Stated exercise — Pick out each line of the data below that contains the word "every", and copy those lines.

== Material provided

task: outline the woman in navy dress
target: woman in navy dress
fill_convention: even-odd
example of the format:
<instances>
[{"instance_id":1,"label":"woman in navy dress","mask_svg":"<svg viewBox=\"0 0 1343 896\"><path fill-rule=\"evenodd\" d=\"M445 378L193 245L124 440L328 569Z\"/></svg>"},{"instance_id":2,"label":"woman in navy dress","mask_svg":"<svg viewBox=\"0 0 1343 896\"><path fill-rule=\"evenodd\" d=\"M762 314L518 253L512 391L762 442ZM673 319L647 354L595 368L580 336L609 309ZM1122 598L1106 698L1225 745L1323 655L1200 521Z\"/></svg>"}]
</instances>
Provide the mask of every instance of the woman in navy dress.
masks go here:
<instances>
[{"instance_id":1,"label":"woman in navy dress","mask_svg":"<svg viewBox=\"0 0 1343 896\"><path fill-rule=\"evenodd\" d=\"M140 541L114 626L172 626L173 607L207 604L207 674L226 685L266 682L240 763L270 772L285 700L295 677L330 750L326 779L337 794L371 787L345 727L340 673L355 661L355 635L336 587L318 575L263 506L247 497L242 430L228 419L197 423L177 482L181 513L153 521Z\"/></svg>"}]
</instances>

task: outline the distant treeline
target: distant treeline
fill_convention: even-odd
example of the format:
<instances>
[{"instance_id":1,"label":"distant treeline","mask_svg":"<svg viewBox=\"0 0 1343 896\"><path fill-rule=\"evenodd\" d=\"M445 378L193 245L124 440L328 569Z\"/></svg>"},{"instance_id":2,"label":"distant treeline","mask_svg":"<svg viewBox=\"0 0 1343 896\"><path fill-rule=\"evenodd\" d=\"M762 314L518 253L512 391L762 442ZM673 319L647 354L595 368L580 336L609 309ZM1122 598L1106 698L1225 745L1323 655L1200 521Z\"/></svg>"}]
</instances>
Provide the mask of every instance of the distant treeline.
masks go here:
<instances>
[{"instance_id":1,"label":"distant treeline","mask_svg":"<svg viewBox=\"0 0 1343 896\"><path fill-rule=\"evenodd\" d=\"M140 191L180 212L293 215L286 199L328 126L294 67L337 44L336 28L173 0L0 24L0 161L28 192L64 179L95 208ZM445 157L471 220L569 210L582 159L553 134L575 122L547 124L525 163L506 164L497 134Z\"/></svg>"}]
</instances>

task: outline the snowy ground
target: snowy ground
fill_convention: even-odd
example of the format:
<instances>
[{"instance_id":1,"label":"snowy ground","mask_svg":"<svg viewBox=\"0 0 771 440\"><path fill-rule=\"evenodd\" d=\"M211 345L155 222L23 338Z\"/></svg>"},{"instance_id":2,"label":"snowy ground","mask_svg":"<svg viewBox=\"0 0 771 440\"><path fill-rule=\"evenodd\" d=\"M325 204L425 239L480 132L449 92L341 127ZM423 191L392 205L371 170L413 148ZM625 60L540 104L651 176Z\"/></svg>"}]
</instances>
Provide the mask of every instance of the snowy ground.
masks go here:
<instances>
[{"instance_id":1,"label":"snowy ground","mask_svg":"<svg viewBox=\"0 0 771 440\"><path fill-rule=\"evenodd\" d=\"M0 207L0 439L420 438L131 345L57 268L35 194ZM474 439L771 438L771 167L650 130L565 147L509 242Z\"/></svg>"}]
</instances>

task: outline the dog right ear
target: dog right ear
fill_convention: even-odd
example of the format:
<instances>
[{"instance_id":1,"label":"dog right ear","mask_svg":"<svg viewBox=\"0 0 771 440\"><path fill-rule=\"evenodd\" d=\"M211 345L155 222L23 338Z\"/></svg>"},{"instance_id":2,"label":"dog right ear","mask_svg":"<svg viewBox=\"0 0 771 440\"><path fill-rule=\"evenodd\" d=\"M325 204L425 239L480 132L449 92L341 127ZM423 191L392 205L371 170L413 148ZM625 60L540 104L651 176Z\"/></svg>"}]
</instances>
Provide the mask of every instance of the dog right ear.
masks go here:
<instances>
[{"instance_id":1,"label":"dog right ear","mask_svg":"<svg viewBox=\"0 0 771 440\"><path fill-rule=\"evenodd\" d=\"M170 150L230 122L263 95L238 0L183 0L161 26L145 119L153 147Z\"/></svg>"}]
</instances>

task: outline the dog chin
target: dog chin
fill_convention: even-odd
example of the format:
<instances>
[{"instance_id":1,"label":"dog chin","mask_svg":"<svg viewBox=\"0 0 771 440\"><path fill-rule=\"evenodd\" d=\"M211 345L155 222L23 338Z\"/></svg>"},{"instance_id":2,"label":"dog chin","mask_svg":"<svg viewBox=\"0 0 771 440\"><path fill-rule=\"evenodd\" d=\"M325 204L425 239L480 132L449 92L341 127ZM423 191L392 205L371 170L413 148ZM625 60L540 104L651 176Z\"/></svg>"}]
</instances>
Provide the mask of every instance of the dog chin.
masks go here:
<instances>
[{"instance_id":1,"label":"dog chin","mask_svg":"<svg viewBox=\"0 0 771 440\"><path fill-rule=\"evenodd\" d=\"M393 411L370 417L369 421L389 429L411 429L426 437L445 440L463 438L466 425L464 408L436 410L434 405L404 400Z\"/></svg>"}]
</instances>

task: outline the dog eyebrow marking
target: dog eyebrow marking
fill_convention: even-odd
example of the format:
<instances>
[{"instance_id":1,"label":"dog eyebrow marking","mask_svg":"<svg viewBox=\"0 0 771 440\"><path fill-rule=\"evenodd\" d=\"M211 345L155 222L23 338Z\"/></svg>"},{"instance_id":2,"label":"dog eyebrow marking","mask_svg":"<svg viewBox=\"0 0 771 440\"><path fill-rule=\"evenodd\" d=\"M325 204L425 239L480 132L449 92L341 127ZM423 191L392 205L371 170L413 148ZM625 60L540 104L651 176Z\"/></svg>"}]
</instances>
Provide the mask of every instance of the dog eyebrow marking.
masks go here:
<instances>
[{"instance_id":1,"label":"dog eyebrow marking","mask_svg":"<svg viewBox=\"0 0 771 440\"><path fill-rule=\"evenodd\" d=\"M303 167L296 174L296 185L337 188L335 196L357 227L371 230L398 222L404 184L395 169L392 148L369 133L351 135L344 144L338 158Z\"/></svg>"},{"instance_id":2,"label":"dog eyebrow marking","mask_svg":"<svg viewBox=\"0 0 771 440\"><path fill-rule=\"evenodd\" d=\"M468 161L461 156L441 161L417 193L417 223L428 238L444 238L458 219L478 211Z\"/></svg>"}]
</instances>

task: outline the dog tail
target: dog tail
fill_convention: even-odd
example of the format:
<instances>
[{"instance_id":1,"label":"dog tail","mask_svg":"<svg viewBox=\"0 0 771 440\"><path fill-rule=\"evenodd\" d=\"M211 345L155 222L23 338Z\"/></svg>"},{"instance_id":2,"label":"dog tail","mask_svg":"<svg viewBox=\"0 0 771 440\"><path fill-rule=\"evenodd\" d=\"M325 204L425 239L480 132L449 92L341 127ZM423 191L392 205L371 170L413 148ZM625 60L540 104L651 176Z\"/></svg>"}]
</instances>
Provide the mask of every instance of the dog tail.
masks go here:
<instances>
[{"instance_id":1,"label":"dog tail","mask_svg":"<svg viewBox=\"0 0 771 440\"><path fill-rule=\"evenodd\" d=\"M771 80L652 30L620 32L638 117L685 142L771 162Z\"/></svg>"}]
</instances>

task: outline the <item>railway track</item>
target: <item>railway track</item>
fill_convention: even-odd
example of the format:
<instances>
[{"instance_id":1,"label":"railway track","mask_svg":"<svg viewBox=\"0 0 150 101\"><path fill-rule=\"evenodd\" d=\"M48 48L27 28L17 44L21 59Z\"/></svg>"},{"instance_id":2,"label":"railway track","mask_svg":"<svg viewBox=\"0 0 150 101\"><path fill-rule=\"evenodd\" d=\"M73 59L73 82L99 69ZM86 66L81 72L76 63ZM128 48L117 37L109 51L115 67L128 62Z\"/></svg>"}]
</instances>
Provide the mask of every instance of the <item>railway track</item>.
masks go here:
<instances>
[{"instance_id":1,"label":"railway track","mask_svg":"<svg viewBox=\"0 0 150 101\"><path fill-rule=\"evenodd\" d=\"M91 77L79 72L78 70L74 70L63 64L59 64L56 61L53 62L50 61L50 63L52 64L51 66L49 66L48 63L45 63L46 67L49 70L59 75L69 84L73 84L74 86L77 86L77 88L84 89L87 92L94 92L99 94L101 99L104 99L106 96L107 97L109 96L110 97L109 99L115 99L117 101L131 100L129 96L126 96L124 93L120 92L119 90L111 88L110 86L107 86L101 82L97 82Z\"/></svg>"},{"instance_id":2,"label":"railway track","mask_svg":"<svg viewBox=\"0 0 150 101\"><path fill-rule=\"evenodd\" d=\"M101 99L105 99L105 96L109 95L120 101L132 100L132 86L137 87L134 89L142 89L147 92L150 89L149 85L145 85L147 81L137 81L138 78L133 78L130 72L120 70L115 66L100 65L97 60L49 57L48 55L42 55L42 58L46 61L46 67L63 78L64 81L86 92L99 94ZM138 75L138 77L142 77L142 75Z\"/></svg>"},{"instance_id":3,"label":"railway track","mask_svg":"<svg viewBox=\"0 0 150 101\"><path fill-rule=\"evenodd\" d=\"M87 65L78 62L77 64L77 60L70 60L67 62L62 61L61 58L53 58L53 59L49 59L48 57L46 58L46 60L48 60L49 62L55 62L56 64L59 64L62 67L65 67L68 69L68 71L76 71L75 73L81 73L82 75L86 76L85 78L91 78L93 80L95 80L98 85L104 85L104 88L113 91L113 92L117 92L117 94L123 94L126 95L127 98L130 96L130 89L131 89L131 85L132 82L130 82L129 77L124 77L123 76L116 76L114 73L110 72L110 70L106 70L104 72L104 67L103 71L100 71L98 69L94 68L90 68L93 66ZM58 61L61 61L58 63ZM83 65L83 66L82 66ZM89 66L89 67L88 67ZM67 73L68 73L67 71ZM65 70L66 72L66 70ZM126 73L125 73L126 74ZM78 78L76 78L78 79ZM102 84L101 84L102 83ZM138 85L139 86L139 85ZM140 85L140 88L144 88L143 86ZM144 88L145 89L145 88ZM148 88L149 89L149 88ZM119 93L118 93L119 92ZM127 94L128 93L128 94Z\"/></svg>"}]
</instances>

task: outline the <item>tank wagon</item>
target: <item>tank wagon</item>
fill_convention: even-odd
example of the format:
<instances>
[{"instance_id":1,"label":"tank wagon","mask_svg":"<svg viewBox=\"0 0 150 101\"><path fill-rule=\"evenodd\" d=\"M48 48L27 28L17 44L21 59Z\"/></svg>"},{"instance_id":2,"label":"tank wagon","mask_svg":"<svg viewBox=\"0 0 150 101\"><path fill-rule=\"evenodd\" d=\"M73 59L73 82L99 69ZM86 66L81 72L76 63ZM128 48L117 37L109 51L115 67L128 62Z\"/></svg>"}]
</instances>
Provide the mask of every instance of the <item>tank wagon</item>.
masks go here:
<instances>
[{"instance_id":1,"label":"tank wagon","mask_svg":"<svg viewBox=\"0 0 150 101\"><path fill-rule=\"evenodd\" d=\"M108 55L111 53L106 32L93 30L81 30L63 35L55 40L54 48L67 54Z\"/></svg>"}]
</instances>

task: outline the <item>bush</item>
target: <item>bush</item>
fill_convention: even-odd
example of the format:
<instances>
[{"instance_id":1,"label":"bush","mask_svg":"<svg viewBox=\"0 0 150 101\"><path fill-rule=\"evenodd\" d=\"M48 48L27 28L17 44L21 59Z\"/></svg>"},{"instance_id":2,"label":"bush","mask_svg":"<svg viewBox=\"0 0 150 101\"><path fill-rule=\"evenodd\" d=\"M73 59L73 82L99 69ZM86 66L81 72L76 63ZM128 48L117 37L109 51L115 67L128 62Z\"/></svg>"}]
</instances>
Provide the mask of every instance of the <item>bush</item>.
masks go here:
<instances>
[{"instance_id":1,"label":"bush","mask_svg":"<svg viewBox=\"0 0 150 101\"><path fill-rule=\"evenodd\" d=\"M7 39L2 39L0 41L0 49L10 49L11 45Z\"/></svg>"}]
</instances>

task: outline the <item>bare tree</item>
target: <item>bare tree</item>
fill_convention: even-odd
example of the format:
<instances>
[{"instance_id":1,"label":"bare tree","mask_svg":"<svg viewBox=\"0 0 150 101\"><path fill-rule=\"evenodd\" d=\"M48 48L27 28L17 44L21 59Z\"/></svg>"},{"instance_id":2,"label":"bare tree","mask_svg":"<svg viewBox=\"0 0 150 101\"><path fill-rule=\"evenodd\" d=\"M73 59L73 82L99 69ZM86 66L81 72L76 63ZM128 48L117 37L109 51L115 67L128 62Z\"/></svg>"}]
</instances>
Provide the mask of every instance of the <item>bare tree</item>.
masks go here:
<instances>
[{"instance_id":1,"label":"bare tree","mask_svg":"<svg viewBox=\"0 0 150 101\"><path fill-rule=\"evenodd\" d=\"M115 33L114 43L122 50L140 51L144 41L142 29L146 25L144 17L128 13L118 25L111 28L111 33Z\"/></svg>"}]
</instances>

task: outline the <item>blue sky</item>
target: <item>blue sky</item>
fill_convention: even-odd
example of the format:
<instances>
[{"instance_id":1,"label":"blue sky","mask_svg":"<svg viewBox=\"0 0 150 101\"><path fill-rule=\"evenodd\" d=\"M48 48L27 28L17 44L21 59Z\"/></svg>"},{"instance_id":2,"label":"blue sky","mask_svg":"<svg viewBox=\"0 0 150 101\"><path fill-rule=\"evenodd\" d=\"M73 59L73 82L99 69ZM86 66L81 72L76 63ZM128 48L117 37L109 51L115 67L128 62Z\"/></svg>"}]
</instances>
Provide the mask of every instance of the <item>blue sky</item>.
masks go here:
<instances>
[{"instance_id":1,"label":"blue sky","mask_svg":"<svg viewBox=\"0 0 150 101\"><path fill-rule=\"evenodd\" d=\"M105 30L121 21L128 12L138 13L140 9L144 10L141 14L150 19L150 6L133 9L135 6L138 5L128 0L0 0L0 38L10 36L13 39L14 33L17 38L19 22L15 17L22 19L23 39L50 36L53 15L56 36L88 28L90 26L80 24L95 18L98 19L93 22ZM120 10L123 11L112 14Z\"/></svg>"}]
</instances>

====

Task result —
Provide the mask of every instance of the woman in navy dress.
Provide the mask of every instance of the distant treeline.
Provide the mask of every instance of the snowy ground.
Provide the mask of every instance of the dog right ear.
Provide the mask of every instance of the dog chin.
Provide the mask of every instance of the dog eyebrow marking.
Provide the mask of every instance of the dog tail.
Provide the mask of every instance of the <item>railway track</item>.
Provide the mask of every instance of the <item>tank wagon</item>.
Provide the mask of every instance of the <item>bush</item>.
Provide the mask of every instance of the <item>bare tree</item>.
Provide the mask of every instance of the <item>blue sky</item>.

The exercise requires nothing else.